━━━━━ LISTED RECORDS
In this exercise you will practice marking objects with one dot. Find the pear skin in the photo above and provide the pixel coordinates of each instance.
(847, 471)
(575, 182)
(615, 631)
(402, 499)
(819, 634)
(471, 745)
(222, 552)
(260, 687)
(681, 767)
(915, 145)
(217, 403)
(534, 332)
━━━━━━━━━━
- **PROBLEM REQUIREMENTS**:
Output the records exactly, including every line.

- **THE RESULT**:
In this exercise you will practice marking objects with one dot. Find the pear skin in the photo above and provide the pixel coordinates of each instance.
(847, 471)
(575, 182)
(615, 631)
(402, 499)
(819, 634)
(471, 745)
(222, 552)
(260, 687)
(681, 767)
(915, 145)
(217, 403)
(534, 332)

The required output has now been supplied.